### WHAT IS ASKED:
1. Copy the part of the video generation pipeline page between "Built an end-to-end" and "for image matching?", inclusive.
2. In the entries, rewrite only the lines between the ones holding "Query: guitar neck" and "112], [245, 111]]", inclusive, with "guitar neck" replaced by "ukulele neck" and everything else unchanged.

═════ TEXT TO READ

Automated Video Generation Pipeline

Python system transforming voice memos into 4K videos with Whisper transcription, intelligent image matching, and cinematic effects

PythonWhisperMoviePyFFmpegscikit-learnTF-IDFAutomation

Overview

Built an end-to-end video generation pipeline that takes a voice recording and automatically produces a polished 4K video with matched stock footage, burned-in captions, Ken Burns effects, and intelligent audio ducking.

The Problem

Creating "faceless" content videos is tedious: record narration, transcribe it, find matching footage for each segment, add captions, apply effects, mix audio. A 5-minute video takes 3-4 hours of editing. Content creators need automation.

Architecture Decisions

Why Whisper for transcription?

Word-level timestamps (critical for caption sync). Runs locally (no API costs at scale). High accuracy even with varied accents.

Why TF-IDF for image matching?

Fast similarity computation. Works without training data. Interpretable results (can debug matches).

Why MoviePy over raw FFmpeg?

Pythonic API for complex compositions. Built-in effects library. Easier timeline manipulation.

Key Features

Whisper Transcription: Word-level timestamps for precise caption sync
TF-IDF Image Matching: Intelligent pairing of transcript segments to stock footage
Ken Burns Effects: Automated zoom/pan animations (zoom in, zoom out, pan left/right)
Caption Burning: Styled captions at 85% screen position with word wrapping
Audio Ducking: Music volume drops during speech, rises during silence
4K Output: Professional quality rendering

Challenges & Solutions

Challenge	Solution
Caption sync drift	Used Whisper word timestamps with 50ms tolerance
Ken Burns jitter	Implemented easing functions for smooth animation
Memory on 4K render	Chunked processing with intermediate files
Image matching accuracy	Domain-specific keyword expansion (finance terms)

Results

✓5-minute video generated in ~8 minutes
✓90%+ image relevance rating
✓Professional caption styling
✓Broadcast-quality 4K output

Code Sample - Ken Burns Effect

python

def apply_ken_burns(clip: VideoClip, effect: str, duration: float) -> VideoClip:
    """Apply cinematic Ken Burns effect to image clip."""

══════════
═════ RECORDS FOR THIS EXERCISE

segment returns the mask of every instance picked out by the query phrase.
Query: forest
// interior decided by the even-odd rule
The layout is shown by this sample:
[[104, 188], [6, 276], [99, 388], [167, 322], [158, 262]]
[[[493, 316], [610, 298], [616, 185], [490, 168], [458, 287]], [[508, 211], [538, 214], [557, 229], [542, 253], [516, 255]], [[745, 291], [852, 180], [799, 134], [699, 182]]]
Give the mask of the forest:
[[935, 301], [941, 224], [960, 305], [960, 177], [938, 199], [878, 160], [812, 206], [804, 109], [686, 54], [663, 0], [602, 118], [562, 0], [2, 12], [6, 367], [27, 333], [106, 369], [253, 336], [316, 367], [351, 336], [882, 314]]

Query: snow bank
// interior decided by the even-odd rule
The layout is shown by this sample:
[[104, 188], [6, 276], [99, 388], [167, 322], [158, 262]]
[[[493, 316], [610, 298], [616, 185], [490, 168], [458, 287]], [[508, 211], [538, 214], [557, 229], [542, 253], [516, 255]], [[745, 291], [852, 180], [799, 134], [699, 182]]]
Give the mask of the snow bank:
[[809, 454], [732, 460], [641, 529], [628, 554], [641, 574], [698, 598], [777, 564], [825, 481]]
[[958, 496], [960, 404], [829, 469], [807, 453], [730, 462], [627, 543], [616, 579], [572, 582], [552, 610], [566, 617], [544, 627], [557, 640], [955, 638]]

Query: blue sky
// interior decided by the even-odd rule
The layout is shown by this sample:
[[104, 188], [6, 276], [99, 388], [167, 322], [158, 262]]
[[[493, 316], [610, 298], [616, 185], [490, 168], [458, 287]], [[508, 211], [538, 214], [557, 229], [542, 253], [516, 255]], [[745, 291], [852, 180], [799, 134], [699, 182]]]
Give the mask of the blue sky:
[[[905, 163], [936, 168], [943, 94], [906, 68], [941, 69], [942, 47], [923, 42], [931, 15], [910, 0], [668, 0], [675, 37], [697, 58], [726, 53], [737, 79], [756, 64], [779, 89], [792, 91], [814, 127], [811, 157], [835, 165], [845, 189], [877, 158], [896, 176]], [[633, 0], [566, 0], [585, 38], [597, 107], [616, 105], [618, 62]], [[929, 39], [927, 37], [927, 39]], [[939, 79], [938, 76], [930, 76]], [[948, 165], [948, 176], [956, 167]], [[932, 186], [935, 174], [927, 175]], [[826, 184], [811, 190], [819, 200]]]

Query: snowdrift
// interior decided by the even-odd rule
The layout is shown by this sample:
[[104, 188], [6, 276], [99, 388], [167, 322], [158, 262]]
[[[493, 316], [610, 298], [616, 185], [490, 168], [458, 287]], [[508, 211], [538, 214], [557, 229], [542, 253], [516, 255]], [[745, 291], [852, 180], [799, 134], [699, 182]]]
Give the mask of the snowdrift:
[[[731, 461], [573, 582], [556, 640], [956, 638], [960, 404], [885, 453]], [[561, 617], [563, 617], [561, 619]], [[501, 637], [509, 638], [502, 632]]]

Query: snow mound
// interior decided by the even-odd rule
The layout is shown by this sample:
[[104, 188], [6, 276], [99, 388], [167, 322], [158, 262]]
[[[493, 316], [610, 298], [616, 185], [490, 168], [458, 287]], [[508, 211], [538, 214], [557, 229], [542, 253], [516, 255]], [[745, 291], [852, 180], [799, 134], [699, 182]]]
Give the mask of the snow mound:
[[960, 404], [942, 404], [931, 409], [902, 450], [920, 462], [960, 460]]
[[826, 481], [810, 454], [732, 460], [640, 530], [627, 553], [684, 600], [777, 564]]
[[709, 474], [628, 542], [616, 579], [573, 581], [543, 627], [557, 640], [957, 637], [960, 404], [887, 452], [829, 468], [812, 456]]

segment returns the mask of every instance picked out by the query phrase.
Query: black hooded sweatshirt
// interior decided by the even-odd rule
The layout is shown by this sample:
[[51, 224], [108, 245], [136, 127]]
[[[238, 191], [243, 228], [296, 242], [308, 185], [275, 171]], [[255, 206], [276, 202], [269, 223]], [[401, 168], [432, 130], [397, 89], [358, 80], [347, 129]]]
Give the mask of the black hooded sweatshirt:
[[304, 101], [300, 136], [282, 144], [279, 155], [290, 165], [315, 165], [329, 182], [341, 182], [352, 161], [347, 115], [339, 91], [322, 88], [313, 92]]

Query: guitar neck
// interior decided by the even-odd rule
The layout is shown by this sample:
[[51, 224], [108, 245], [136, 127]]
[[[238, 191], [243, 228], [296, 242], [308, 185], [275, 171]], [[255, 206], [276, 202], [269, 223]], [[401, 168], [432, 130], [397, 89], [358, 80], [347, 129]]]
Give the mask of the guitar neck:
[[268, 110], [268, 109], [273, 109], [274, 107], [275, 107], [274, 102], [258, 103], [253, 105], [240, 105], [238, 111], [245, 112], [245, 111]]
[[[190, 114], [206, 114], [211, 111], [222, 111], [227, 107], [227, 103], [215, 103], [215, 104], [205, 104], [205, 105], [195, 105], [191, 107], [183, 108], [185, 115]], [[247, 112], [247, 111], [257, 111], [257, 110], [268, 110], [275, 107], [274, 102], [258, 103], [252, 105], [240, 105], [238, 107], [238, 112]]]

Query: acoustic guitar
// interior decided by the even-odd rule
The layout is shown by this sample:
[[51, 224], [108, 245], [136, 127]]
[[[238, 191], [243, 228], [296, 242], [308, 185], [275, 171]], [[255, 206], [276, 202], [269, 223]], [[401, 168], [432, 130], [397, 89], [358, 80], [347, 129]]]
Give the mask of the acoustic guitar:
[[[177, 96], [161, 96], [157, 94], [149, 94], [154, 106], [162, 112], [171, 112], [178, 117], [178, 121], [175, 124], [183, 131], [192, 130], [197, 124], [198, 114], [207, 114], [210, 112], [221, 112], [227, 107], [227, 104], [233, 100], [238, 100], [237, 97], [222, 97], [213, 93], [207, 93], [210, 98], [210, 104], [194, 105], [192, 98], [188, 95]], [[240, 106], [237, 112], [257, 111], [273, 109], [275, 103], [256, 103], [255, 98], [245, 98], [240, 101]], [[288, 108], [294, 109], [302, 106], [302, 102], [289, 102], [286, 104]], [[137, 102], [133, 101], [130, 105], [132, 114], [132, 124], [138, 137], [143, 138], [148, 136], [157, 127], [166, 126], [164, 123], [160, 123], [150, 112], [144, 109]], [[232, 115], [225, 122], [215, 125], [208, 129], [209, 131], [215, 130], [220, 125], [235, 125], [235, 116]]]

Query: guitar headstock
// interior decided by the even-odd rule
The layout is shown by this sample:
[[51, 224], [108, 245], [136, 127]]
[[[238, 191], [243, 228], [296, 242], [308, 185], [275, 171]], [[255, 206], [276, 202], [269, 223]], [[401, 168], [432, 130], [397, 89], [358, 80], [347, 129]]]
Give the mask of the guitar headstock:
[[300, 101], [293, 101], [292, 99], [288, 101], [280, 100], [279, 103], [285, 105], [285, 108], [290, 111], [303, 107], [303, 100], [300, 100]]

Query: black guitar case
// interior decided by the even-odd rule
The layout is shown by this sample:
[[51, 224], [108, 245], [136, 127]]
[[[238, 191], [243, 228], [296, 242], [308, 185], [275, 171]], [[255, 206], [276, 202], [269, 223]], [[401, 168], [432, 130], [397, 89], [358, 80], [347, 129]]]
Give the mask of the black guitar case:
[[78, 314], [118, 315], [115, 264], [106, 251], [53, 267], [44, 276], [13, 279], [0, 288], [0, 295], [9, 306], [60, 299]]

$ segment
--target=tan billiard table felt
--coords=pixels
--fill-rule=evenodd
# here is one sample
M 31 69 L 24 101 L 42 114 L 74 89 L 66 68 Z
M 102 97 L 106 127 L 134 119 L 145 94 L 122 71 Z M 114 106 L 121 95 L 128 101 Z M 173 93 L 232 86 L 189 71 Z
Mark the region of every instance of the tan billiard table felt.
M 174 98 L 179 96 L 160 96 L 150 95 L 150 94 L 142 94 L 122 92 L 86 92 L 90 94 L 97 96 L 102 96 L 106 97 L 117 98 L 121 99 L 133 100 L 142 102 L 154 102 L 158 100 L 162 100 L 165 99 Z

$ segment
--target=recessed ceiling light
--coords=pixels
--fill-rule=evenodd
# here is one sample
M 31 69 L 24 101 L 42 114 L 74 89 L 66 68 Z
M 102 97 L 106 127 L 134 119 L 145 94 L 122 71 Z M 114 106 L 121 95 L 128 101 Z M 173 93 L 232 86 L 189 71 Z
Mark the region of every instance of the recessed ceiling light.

══════════

### ANSWER SET:
1.
Built an end-to-end video generation pipeline that takes a voice recording and automatically produces a polished 4K video with matched stock footage, burned-in captions, Ken Burns effects, and intelligent audio ducking.

The Problem

Creating "faceless" content videos is tedious: record narration, transcribe it, find matching footage for each segment, add captions, apply effects, mix audio. A 5-minute video takes 3-4 hours of editing. Content creators need automation.

Architecture Decisions

Why Whisper for transcription?

Word-level timestamps (critical for caption sync). Runs locally (no API costs at scale). High accuracy even with varied accents.

Why TF-IDF for image matching?

2.
Query: ukulele neck
// interior decided by the even-odd rule
The layout is shown by this sample:
[[51, 224], [108, 245], [136, 127]]
[[[238, 191], [243, 228], [296, 242], [308, 185], [275, 171]], [[255, 206], [276, 202], [269, 223]], [[401, 168], [432, 130], [397, 89], [358, 80], [347, 129]]]
Give the mask of the ukulele neck:
[[268, 110], [268, 109], [273, 109], [274, 107], [275, 107], [274, 102], [258, 103], [253, 105], [240, 105], [238, 111], [245, 112], [245, 111]]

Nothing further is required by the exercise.